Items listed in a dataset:

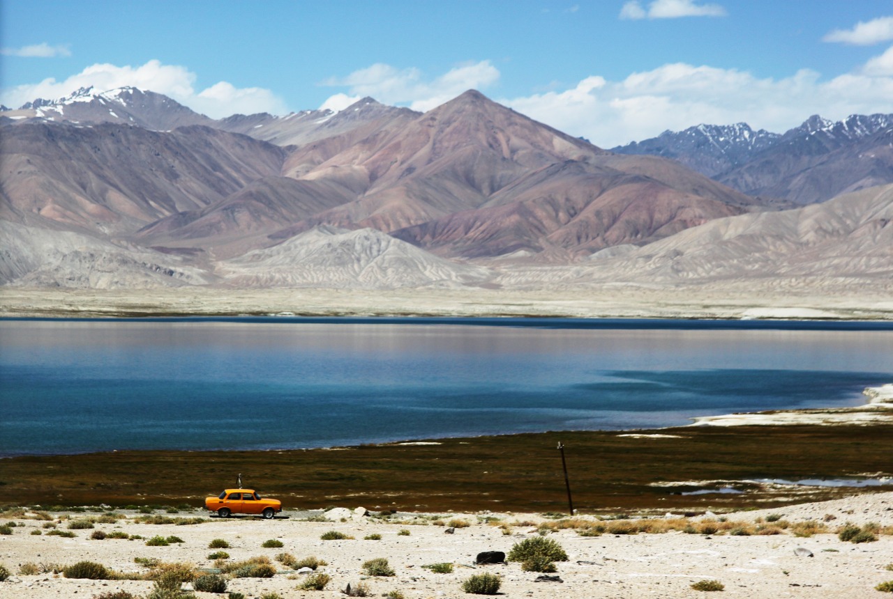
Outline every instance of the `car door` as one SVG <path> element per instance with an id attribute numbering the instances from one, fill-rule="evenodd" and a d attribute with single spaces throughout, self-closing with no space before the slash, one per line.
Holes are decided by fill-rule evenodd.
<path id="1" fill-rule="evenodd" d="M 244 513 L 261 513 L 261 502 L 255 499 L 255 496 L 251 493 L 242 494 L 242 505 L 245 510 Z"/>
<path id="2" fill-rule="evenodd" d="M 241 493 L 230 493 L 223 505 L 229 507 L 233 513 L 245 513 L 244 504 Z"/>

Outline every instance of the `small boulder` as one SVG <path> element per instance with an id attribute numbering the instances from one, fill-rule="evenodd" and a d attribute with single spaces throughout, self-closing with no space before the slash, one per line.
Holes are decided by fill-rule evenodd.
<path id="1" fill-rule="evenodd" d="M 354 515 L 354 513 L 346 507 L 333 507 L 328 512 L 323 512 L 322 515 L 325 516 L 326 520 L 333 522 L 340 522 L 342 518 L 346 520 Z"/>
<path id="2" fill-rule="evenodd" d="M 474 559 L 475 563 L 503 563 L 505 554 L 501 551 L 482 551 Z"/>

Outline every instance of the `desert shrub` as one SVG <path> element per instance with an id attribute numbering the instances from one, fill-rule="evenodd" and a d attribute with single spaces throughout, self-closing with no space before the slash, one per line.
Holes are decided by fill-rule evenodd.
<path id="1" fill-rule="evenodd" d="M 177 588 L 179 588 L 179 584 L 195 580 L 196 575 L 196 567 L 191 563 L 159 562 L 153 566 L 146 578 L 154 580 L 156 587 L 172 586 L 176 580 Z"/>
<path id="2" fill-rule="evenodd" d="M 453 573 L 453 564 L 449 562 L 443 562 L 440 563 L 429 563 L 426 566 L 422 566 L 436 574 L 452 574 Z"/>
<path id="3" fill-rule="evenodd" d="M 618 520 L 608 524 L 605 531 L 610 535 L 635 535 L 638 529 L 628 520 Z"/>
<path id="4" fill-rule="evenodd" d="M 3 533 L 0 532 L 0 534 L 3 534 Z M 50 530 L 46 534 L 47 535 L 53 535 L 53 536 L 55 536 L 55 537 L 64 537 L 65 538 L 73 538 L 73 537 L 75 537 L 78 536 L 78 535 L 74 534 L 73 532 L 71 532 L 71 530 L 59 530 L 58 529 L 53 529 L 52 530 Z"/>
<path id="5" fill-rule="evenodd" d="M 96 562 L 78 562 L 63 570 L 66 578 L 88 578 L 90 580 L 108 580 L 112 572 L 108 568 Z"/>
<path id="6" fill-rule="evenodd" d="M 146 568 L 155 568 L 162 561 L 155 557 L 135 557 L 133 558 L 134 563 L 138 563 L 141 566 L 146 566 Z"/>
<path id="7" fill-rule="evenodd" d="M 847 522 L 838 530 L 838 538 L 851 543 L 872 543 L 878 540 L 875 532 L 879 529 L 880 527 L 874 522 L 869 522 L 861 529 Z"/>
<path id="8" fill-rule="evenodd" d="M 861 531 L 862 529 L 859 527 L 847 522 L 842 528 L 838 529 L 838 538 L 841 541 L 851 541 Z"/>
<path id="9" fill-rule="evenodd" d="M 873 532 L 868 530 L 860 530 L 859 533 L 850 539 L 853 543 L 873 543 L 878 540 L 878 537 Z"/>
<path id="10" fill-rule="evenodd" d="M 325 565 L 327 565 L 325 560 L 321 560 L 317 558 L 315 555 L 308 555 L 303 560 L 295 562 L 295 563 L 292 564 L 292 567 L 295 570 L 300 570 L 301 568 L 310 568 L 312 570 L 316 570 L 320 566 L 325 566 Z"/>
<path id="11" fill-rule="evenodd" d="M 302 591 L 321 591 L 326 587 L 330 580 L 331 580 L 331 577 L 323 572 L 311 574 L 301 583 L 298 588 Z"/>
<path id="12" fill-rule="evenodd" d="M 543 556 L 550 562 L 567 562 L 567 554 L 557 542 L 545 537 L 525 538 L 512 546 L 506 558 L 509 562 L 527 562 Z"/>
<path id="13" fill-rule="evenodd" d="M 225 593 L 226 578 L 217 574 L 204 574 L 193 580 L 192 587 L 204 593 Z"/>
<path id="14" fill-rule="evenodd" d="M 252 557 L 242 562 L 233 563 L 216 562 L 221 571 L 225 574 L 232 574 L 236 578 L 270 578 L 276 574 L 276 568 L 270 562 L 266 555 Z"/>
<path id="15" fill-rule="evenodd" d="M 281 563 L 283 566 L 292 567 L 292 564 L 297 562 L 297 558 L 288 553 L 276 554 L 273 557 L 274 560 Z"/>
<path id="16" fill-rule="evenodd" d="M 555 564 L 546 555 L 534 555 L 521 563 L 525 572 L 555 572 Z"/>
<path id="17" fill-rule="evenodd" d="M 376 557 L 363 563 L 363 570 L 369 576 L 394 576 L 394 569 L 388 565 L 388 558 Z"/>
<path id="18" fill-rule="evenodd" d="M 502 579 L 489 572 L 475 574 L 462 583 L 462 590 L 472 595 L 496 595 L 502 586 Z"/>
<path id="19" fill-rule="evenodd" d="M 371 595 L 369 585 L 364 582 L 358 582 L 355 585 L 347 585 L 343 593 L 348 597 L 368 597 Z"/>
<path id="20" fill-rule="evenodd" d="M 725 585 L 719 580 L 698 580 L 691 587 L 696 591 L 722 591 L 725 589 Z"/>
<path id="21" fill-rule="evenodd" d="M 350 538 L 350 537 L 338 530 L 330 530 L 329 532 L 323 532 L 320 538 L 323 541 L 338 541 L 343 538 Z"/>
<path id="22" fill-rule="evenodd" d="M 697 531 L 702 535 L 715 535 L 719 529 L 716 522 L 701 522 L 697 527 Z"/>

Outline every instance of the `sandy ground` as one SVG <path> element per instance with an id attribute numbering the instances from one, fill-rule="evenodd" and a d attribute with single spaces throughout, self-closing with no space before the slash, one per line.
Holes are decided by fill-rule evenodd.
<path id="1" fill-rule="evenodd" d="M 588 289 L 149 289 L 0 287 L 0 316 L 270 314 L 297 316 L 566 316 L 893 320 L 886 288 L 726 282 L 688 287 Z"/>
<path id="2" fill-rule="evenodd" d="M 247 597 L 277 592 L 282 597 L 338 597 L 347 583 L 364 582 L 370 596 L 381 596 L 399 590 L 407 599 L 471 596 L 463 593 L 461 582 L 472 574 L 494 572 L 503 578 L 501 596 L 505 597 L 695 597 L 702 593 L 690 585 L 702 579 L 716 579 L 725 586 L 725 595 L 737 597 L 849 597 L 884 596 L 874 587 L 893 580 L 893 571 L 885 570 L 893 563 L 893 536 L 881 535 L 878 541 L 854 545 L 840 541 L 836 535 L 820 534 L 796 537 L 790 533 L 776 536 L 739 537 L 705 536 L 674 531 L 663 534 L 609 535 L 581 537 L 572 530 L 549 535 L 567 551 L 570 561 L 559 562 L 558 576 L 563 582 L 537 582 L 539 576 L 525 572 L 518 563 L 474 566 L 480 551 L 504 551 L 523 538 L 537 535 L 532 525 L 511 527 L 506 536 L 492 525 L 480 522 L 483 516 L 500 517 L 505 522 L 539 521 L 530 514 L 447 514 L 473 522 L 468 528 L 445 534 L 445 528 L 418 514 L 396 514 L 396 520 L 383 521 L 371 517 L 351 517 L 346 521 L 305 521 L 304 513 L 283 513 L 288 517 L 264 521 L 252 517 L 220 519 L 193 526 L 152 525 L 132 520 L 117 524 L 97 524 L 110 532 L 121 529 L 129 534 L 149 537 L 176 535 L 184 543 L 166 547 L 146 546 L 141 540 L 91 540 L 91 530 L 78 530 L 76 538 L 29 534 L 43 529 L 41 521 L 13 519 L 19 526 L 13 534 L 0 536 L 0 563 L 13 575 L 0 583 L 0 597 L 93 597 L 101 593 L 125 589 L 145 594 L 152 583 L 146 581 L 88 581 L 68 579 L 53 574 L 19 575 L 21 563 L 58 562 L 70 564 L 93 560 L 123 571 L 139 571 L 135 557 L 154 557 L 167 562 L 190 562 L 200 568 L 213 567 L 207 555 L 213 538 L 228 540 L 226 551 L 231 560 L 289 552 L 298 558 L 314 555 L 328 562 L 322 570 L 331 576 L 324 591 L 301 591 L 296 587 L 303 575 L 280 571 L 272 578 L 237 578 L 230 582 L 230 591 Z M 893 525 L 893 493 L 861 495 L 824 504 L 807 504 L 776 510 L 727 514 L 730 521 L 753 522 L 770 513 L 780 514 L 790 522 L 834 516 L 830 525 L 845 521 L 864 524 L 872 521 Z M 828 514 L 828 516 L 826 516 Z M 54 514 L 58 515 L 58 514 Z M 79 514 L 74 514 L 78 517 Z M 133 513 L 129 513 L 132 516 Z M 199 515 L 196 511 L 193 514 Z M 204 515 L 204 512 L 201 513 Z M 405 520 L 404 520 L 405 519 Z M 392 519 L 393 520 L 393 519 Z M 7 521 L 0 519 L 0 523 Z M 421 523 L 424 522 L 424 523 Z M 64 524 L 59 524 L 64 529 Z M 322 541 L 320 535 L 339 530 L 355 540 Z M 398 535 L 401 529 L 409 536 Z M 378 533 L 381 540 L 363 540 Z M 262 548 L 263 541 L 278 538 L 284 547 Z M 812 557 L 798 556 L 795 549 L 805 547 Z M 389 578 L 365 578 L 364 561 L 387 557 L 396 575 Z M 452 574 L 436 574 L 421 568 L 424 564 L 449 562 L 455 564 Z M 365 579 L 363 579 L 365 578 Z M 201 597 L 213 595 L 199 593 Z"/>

▸ **PROBLEM STATEMENT**: Copy the items from the start through the line containing "241 493 L 230", swapping "Holes" for "Gaps" and changing nothing else. Omit the pictures.

▸ **ANSWER**:
Outline every instance of the `car door` as one SVG <path> element per instance with an id attribute numbering the instances from one, fill-rule="evenodd" and a d attribute with single spaces throughout, self-closing with no space before the slash, one per line.
Gaps are decided by fill-rule evenodd.
<path id="1" fill-rule="evenodd" d="M 244 513 L 261 513 L 261 502 L 255 499 L 255 496 L 251 493 L 242 494 L 242 505 L 245 510 Z"/>
<path id="2" fill-rule="evenodd" d="M 241 493 L 230 493 L 223 505 L 229 507 L 233 513 L 245 513 L 244 504 Z"/>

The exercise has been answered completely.